Provided text:
◆ ◆ ◆ ◆ ◆ ◆ ◆

Posted by graywacke on May 12, 2010

First timer?  In this formerly once-a-day blog (now pretty much an every-other-day blog), I have my computer select a random latitude and longitude that puts me somewhere in the continental United States (the lower 48).  I call this “landing.”  I keep track of the watersheds I land in, as well as the town I land near.  I do some internet research to hopefully find something of interest about my landing location.  To find out more about A Landing A Day (like who “Dan” is and what the various numbers and abbreviations mean), please see “About Landing,” (and “Abbreviations” and “Cryptic Numbers”) above.

Dan –  A USer would have put me just across the line into the 140s.  But a USer is just wistful thinking, considering that I landed in a long-time solid OSer . . . OR; 69/61; 5/10; 4; 150.9.  Here’s my landing map, showing my proximity to Paisley:


Here’s my GE map, showing that I landed in one of those huge circular irrigation fields:


Here’s a Street View shot of a nearby field; this shows an circular irrigated field on the left and the non-irrigated desert on the right:


Here’s an oblique GE shot, looking east towards Abert Lake (which is visible at the right hand side of the photo).  You can also see Abert Lake at the eastern edge of my landing map.


Speaking of Abert Lake, the Chewaucan R flows into it; and speaking of the Chewaucan, that’s the watershed in which I landed (for the first time).  Abert Lake goes nowhere, so the Chewaucan is internally-drained.

Here’s a shot of the “Abert Rim” the southern edge of the plateau that surrounds the lake:


From the town’s website, here’s a little about the town’s founding:

Not all the settlers crossing the continent on the Oregon Trail were bound for the fertile valleys of the Willamette River.  Many came west looking for the open country found around Paisley.  By 1870, the town was growing and by 1873, a Post Office was established.  An early Scot settler has been credited with naming the town of Paisley after the city in Scotland.

Always on the lookout for interesting geological features, I discovered Fort Rock, located about 50 miles away.  “Fifty miles!” you might say in disbelief, “You never stray that far from your landing!”  Guilty as charged.  But I downloaded some cool information and pictures before I realized how far away it was.  So anyway, this about Fort Rock from Wiki:

Fort Rock is a volcanic landmark called a tuff ring, located on an Ice age lake bed in north Lake County, Oregon, United States.  The ring is nearly a mile in diameter and stands about 200 feet high above the surrounding plain.  Its tall, straight sides resemble the palisades of a fort, thus giving the rock its name. The region of Fort Rock Basin contains about 40 such tuff rings.

◆ ◆ ◆ ◆ ◆ ◆ ◆

Supplied material:
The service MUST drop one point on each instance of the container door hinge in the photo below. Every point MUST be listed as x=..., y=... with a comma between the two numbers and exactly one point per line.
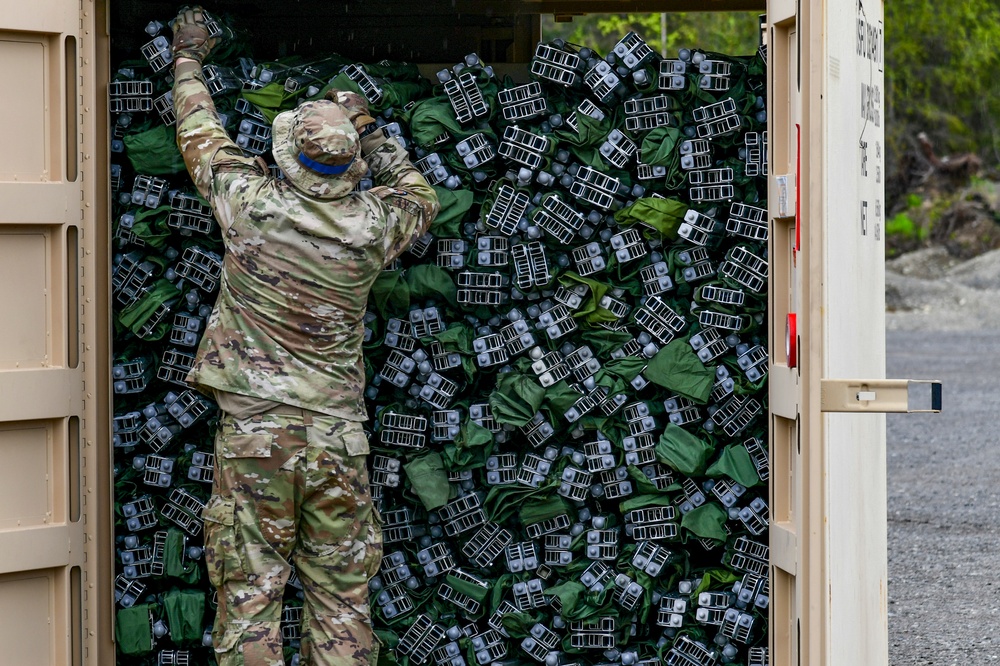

◆ ◆ ◆ ◆ ◆ ◆ ◆

Exercise description:
Please continue the blog post above about the landing near Paisley, Oregon, picking up after its last sentence on Fort Rock.

Answer for this exercise:
Fort Rock was created when basalt magma rose to the surface and encountered the wet muds of a lake bottom. Powered by a jet of steam, molten basalt was blown into the air, creating a fountain of hot lava particles and frothy ash. The pieces and blobs of hot lava and ash rained down around the vent and formed a saucer-shaped ring of volcanic ash sitting like an island in the lake waters. Waves from the lake waters eroded the outside of the ring, cutting the steep cliffs into terraces 66 feet above the floor of Fort Rock Valley.

The wave-cut terraces on the south side of the ring mark former lake levels of this now-dry lakebed. Southerly winds, which are still predominant in this region, apparently drove waves against the south side of the ring, eroding the soft ash layers, breaching it, and creating a large opening on the south side.

Recent estimates put the age of the formation Fort Rock at 50,000 to 100,000 years. This coincides with a period of time when large lakes filled the valleys of central Oregon and much of the Great Basin of the western United States. At its maximum, the water in Fort Rock Lake was estimated to cover nearly 900 square miles and was about 150 feet deep where the Fort Rock tuff ring formed.

An extensive terrace on the side of Fort Rock marks one lakeshore about 14,000 years ago. Even higher water levels are recorded on the tuff cliffs and at one point only the tops of the tuff ring were exposed as rocky islands in this inland sea. An age of about 21,000 years ago has been found for this highest lake level.

Very cool, how the geology is right in your face.  You can see the eroded south side; you can see the terraces, you know when and how everything happened.

I’ll close with several pictures of Fort Rock.  This, from the north:

And this, from the south showing the eroded side:

I’ll close with this lovely Fort Fork / rainbow shot by ebutler:

I’d go to Fort Rock in a heartbeat!

That’ll do it. . .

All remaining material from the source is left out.